(Items listed in a dataset)
- Opening Delimiter -

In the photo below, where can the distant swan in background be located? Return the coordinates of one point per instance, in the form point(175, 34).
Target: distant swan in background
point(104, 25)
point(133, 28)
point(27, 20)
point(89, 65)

- Closing Delimiter -

Task — Output the entries above exactly, please, with nothing dropped.

Finished task —
In the photo below, where can the distant swan in background be located? Return the coordinates of one point per instance, in the form point(175, 34).
Target: distant swan in background
point(104, 25)
point(133, 28)
point(27, 20)
point(89, 65)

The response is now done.